__Records provided__
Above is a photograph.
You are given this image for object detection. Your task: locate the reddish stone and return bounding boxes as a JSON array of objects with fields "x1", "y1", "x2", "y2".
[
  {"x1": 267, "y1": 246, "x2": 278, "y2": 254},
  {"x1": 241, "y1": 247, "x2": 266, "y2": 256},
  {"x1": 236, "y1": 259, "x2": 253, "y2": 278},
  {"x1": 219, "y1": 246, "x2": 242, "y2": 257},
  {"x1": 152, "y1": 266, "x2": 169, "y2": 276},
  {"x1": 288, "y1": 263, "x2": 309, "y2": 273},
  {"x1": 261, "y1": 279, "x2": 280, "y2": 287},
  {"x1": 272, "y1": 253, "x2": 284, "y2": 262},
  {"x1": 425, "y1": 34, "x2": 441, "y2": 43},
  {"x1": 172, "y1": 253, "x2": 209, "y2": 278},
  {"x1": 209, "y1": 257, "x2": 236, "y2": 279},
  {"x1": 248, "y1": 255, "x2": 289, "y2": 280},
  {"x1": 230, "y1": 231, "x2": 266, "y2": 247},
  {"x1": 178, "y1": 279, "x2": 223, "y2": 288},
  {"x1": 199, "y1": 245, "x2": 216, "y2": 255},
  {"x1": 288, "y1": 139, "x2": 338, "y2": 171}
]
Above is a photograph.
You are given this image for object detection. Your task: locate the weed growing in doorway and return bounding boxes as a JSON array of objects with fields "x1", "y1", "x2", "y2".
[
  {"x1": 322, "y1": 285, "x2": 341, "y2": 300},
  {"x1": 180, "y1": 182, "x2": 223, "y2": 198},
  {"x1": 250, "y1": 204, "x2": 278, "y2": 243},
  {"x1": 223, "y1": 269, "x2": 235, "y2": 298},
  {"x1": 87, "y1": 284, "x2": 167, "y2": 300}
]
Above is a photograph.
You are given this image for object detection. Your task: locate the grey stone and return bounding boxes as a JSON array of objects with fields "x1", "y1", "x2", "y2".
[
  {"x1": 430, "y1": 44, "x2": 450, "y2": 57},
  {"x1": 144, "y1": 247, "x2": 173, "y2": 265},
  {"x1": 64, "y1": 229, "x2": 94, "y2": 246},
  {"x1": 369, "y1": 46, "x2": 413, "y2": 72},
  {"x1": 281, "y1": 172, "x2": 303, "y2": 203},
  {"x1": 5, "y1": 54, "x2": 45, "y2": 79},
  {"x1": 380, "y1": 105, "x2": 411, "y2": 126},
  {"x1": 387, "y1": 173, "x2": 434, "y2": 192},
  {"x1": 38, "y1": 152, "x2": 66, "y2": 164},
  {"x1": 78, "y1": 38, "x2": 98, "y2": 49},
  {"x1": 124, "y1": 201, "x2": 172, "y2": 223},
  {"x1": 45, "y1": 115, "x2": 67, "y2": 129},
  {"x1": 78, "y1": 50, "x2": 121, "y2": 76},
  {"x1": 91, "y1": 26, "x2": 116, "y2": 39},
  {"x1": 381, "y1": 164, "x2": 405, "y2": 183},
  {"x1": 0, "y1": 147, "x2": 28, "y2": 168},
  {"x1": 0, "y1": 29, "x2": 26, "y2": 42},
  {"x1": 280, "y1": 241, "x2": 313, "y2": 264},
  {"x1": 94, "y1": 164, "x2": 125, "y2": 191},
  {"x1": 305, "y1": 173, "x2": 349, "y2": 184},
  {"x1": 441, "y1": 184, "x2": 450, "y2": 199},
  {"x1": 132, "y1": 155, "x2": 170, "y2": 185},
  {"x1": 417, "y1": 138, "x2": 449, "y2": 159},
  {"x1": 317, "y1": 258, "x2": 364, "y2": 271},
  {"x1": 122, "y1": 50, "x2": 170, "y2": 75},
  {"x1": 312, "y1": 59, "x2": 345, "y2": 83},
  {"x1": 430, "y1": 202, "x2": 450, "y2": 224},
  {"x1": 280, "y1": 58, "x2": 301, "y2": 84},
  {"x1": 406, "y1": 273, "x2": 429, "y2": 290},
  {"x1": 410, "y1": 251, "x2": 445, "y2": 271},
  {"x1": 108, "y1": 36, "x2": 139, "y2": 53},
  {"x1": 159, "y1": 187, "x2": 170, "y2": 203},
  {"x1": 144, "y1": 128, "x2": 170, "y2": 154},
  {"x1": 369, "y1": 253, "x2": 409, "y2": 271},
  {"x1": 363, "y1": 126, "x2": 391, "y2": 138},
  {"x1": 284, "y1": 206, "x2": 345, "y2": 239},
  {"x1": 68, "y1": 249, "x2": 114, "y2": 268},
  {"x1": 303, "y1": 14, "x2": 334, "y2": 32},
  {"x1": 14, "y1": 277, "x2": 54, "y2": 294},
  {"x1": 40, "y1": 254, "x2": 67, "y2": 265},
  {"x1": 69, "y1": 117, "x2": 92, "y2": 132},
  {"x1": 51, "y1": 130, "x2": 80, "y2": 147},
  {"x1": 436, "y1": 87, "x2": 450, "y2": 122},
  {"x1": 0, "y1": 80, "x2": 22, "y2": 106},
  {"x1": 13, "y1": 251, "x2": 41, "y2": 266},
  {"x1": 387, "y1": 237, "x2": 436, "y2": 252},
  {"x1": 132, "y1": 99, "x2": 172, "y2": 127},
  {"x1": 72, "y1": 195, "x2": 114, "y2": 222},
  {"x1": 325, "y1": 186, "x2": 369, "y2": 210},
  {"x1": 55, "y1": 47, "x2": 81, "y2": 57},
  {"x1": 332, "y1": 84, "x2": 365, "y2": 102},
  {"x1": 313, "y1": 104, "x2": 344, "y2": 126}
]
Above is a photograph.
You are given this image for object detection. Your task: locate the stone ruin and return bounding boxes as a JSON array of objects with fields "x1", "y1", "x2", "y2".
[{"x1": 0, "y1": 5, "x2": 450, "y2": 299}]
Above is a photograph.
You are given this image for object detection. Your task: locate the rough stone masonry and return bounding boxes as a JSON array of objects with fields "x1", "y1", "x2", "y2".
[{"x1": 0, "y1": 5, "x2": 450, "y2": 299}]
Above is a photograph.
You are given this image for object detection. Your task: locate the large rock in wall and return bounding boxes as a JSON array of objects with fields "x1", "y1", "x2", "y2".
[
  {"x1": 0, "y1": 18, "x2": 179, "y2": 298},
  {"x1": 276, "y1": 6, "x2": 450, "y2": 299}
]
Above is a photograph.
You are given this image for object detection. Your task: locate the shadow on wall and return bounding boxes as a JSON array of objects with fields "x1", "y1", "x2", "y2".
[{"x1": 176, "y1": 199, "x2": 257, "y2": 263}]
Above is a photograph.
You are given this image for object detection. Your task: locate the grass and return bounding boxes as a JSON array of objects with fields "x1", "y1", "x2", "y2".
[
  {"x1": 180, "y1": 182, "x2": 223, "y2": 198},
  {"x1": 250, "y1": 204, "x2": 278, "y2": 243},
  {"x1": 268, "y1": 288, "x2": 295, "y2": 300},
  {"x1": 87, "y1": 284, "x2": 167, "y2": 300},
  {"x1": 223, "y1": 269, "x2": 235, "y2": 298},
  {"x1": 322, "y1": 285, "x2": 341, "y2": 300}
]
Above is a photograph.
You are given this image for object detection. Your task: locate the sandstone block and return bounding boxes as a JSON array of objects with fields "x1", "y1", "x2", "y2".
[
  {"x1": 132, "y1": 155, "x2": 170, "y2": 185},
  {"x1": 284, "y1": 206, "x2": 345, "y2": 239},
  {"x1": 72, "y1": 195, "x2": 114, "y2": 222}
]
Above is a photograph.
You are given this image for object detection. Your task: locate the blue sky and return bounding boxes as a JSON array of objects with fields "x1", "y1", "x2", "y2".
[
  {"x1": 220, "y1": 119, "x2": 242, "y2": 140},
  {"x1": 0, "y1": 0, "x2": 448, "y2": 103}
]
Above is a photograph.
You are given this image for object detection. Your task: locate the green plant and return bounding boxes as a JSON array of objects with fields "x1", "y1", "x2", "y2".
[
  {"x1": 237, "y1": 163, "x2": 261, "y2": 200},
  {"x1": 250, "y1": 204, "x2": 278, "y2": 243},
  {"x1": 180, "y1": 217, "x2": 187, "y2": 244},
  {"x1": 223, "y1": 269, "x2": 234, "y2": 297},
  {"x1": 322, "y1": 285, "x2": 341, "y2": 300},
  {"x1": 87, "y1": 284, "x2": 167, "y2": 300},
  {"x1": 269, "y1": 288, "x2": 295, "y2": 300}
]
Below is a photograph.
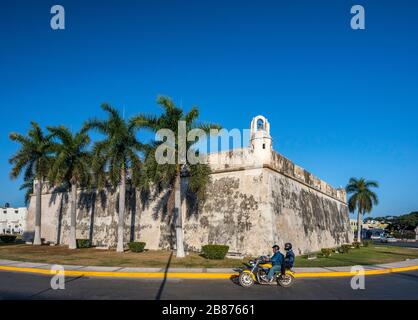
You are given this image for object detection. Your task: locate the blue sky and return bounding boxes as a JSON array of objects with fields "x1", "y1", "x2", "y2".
[{"x1": 0, "y1": 0, "x2": 418, "y2": 215}]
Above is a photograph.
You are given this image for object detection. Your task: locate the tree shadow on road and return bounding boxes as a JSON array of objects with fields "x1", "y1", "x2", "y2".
[{"x1": 155, "y1": 251, "x2": 173, "y2": 300}]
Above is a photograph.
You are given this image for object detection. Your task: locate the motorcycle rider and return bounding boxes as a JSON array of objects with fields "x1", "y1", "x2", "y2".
[{"x1": 267, "y1": 244, "x2": 284, "y2": 282}]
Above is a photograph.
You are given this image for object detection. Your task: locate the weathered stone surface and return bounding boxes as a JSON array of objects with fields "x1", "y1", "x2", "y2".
[{"x1": 25, "y1": 116, "x2": 352, "y2": 255}]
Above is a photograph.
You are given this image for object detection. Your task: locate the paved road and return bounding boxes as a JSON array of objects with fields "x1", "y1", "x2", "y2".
[{"x1": 0, "y1": 271, "x2": 418, "y2": 300}]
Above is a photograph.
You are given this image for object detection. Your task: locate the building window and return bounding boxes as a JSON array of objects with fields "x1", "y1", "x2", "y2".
[{"x1": 257, "y1": 119, "x2": 265, "y2": 130}]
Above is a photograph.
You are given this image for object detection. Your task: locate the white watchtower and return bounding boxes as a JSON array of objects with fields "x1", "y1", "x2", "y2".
[{"x1": 250, "y1": 115, "x2": 273, "y2": 163}]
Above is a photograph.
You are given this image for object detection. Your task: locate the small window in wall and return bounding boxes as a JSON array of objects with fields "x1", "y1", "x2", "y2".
[{"x1": 257, "y1": 119, "x2": 264, "y2": 130}]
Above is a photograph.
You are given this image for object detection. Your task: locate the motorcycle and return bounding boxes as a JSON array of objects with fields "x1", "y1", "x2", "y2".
[{"x1": 238, "y1": 256, "x2": 295, "y2": 288}]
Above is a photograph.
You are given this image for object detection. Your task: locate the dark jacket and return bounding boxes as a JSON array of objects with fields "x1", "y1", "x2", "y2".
[
  {"x1": 270, "y1": 251, "x2": 284, "y2": 266},
  {"x1": 284, "y1": 250, "x2": 295, "y2": 268}
]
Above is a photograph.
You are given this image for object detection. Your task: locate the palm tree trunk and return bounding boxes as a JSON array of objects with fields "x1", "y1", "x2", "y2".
[
  {"x1": 357, "y1": 210, "x2": 363, "y2": 242},
  {"x1": 33, "y1": 179, "x2": 42, "y2": 246},
  {"x1": 116, "y1": 168, "x2": 126, "y2": 252},
  {"x1": 68, "y1": 183, "x2": 77, "y2": 249},
  {"x1": 174, "y1": 172, "x2": 185, "y2": 258}
]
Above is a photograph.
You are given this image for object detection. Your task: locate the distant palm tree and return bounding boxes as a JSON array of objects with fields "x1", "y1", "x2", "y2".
[
  {"x1": 9, "y1": 122, "x2": 52, "y2": 245},
  {"x1": 133, "y1": 97, "x2": 221, "y2": 258},
  {"x1": 345, "y1": 178, "x2": 379, "y2": 242},
  {"x1": 48, "y1": 126, "x2": 91, "y2": 249},
  {"x1": 85, "y1": 104, "x2": 144, "y2": 252}
]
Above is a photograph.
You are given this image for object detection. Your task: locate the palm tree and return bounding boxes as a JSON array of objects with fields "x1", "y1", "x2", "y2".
[
  {"x1": 345, "y1": 178, "x2": 379, "y2": 242},
  {"x1": 48, "y1": 126, "x2": 91, "y2": 249},
  {"x1": 9, "y1": 122, "x2": 52, "y2": 245},
  {"x1": 134, "y1": 97, "x2": 221, "y2": 258},
  {"x1": 85, "y1": 104, "x2": 144, "y2": 252}
]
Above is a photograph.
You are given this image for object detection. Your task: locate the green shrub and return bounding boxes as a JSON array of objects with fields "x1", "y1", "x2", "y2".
[
  {"x1": 0, "y1": 234, "x2": 16, "y2": 243},
  {"x1": 76, "y1": 239, "x2": 91, "y2": 248},
  {"x1": 362, "y1": 240, "x2": 373, "y2": 247},
  {"x1": 128, "y1": 242, "x2": 146, "y2": 252},
  {"x1": 341, "y1": 244, "x2": 351, "y2": 253},
  {"x1": 321, "y1": 248, "x2": 332, "y2": 258},
  {"x1": 393, "y1": 230, "x2": 415, "y2": 239},
  {"x1": 202, "y1": 244, "x2": 229, "y2": 260}
]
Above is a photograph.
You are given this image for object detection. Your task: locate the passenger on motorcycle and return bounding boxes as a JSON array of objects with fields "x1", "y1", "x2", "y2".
[{"x1": 267, "y1": 244, "x2": 284, "y2": 282}]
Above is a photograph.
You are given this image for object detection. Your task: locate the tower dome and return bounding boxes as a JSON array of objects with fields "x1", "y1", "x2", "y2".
[{"x1": 250, "y1": 115, "x2": 272, "y2": 152}]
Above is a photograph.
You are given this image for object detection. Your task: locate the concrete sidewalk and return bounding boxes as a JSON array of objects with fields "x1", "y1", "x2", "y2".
[{"x1": 0, "y1": 259, "x2": 418, "y2": 279}]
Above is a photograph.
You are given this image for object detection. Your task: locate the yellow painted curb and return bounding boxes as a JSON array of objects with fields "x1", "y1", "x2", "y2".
[{"x1": 0, "y1": 266, "x2": 418, "y2": 279}]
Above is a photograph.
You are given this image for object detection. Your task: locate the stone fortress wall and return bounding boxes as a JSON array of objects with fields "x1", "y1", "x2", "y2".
[{"x1": 26, "y1": 116, "x2": 352, "y2": 255}]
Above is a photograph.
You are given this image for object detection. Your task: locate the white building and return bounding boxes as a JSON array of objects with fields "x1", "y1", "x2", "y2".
[{"x1": 0, "y1": 207, "x2": 28, "y2": 234}]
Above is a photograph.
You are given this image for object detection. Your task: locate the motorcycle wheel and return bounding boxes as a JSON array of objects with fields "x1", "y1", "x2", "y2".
[
  {"x1": 239, "y1": 272, "x2": 254, "y2": 288},
  {"x1": 277, "y1": 274, "x2": 295, "y2": 288}
]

__Requirements__
Gather each line of the data above that contains the word "wall", and copy those lines unchanged.

__Output for this task__
You are given this image for object detection. Your task: locate the large rock in wall and return bounding boxes as a JSON array of objects with fields "x1", "y1", "x2", "y2".
You are given this image for object detection. Your task: locate the shadow on wall and return bounding boxes as a JSON array of objects with fields "x1", "y1", "x2", "y2".
You are given this image for object detection. Your task: locate the small window in wall and return bounding boxes as a JSON array of objects with fields "x1", "y1", "x2", "y2".
You are given this image for object detection. Your task: locate the stone fortress wall and return bounding boxes as a JSON array of objects with fields "x1", "y1", "x2", "y2".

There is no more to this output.